▸ **MATERIAL TO PROCESS**

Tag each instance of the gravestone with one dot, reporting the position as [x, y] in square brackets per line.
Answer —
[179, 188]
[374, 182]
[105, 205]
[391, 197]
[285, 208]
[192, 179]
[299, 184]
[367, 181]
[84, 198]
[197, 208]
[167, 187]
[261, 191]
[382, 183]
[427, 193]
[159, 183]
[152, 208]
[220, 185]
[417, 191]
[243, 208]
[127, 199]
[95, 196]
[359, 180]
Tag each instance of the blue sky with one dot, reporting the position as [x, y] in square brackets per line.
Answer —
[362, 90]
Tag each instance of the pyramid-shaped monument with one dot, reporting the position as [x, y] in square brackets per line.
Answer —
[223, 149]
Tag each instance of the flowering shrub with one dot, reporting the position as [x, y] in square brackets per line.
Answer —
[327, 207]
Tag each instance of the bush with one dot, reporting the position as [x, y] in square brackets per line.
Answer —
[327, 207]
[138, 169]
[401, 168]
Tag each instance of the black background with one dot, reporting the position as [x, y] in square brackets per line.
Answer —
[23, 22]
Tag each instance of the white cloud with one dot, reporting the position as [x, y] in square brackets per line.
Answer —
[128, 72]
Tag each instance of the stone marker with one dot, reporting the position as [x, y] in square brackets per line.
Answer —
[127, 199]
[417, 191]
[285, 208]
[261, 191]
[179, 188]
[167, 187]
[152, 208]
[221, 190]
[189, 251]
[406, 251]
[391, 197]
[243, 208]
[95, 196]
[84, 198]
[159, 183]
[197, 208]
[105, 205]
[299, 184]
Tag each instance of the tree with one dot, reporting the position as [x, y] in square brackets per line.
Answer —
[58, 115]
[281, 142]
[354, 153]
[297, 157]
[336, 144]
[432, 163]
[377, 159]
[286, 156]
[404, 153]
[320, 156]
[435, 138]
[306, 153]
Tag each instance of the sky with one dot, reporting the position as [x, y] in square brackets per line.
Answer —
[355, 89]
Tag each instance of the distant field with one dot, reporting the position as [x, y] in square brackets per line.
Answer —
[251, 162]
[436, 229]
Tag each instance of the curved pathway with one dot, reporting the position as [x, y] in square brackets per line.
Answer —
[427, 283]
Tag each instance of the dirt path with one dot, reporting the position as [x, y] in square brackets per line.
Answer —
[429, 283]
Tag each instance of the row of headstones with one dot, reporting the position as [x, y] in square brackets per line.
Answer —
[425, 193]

▸ **REQUIRED TASK**
What is needed here is an exact reproduction of all the entries.

▸ **THE COMPLETED TASK**
Tag each instance of the gravestone with one dot, reporting the position as [x, y] in square brackets per line.
Answer —
[179, 188]
[374, 182]
[105, 205]
[391, 197]
[285, 208]
[192, 179]
[299, 184]
[367, 181]
[84, 198]
[197, 208]
[167, 187]
[261, 191]
[382, 183]
[427, 193]
[159, 183]
[152, 208]
[220, 185]
[417, 191]
[243, 208]
[127, 199]
[95, 196]
[359, 180]
Tag each instance of the blue sky with one dot, reporting the position as [x, y] in square brackets per line.
Answer —
[362, 90]
Tag each instance of the pyramid-shaped monument with one dot, reporting the position as [x, y] in square brackets per line.
Answer —
[223, 149]
Tag each instance of the flowering shrub with one dot, reporting the position as [x, y] in square brackets per line.
Answer —
[327, 207]
Tag each instance of the bush with one dot, reporting the position as [x, y] in square brackets per line.
Answer —
[327, 207]
[138, 169]
[401, 168]
Tag each instance of the black background with one dot, reporting the position as [x, y] in square brackets per line.
Answer —
[23, 22]
Tag each instance of the white cloud with one dot, reporting the position as [x, y] in square brackets per line.
Answer —
[128, 72]
Tag each instance of the stone marker with one dot, reporting the position as [x, y] in square brackets per line.
Answer —
[127, 199]
[417, 191]
[285, 208]
[261, 191]
[179, 188]
[167, 187]
[152, 208]
[221, 190]
[189, 251]
[406, 251]
[391, 197]
[243, 208]
[95, 196]
[84, 198]
[159, 183]
[197, 208]
[105, 205]
[299, 184]
Tag each instance of the tree with one dot, reporting the position as [x, y] in square brackets per line.
Answer —
[58, 115]
[281, 142]
[354, 153]
[297, 157]
[336, 144]
[432, 163]
[377, 159]
[286, 156]
[404, 153]
[320, 156]
[435, 138]
[306, 153]
Tag each instance of the sky with one dot, reporting the position as [x, y] in square brackets per line.
Answer —
[355, 89]
Tag each instance of the distant field with one dot, reporting the position as [x, y] in square brackets per line.
Answer —
[251, 162]
[436, 229]
Tag each instance of the curved pathway with one dot, reporting the position as [x, y] in square brackets per line.
Answer —
[427, 283]
Tag each instance of the dirt path with one dot, reporting the position as [x, y] in square brackets per line.
Answer —
[429, 283]
Tag each instance of the row of headstones with one dot, reporting the position as [x, y] in square brackets per line.
Answer —
[425, 193]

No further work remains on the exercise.